(Point localization data)
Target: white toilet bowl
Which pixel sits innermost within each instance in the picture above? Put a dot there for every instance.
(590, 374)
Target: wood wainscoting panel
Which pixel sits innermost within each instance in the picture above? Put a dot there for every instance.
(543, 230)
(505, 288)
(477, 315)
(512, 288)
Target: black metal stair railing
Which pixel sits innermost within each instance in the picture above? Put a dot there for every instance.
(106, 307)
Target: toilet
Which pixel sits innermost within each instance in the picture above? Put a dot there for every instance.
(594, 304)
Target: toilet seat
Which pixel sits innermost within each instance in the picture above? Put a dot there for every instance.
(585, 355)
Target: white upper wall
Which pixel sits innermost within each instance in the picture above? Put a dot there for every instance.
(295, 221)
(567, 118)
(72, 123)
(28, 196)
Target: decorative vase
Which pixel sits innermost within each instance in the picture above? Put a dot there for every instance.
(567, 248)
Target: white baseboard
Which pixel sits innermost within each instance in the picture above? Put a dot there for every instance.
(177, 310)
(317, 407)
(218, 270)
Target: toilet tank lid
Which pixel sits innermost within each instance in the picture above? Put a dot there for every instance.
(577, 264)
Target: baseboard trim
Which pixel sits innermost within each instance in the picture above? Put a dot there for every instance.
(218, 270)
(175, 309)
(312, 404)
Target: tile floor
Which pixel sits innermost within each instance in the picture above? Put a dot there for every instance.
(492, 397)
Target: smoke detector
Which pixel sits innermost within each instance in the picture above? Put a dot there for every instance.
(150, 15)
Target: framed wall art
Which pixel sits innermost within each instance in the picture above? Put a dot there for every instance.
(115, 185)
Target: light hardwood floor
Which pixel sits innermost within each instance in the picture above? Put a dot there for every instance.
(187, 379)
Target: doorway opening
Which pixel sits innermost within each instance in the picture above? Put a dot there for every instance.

* [WHAT IS EXPECTED]
Print all the entries above. Keep each one exact.

* [EXPECTED ANSWER]
Target: white toilet bowl
Which pixel sits innermost within each instance in the picture above? Put a dot there for every instance.
(590, 374)
Target: wood wainscoting panel
Which pixel sits innermost within each instance in the picture above? Put a dot there for every instance.
(543, 230)
(505, 288)
(477, 315)
(512, 288)
Target: black metal stair railing
Which pixel sits innermost within each instance in the picture above? Put a dot there for every instance.
(106, 307)
Target: toilet
Which pixel sits innermost within each instance in the picture above? Put a dot there for every instance.
(594, 304)
Target: toilet seat
Which pixel sits innermost within each instance in the picture above? Put a dot there for every instance.
(585, 355)
Target: white upper wall
Which pixel sits innermost within each instance in the picture above? Put a dot there for every instance.
(295, 221)
(567, 118)
(72, 123)
(28, 196)
Target: decorative vase
Which pixel sits innermost within each instance in the picture above? Put a dot there for every instance.
(567, 248)
Target: white baseboard
Which pixel sits innermost within each instance in the picture above? Put a dot there for every instance.
(177, 310)
(317, 407)
(218, 270)
Target: toilet tank lid
Which pixel sits innermost within each instance in the picture above? Put a dot there for every instance.
(577, 264)
Target: baseboard trim
Which pixel sits innermost within each instance in the picture above? Put a dot there for every instance.
(218, 270)
(175, 309)
(312, 404)
Target: tile floor
Which pixel sits innermost within each instance in the picture above? Put a dot there for every instance.
(492, 397)
Target: smoke detector
Which pixel sits innermost within each instance in the picture above? Put a dot there for every instance.
(150, 15)
Target: framed wall art
Which pixel sits innermost within each instance in the picture above? Put a dot there for every instance.
(115, 185)
Target: light hardwood floor
Which pixel sits innermost within each instance in the picture above? Put a dot there for every instance.
(187, 379)
Target: doorway opening
Which pixel sits innermost within each instance in the picture above? Put a dot there for every instance.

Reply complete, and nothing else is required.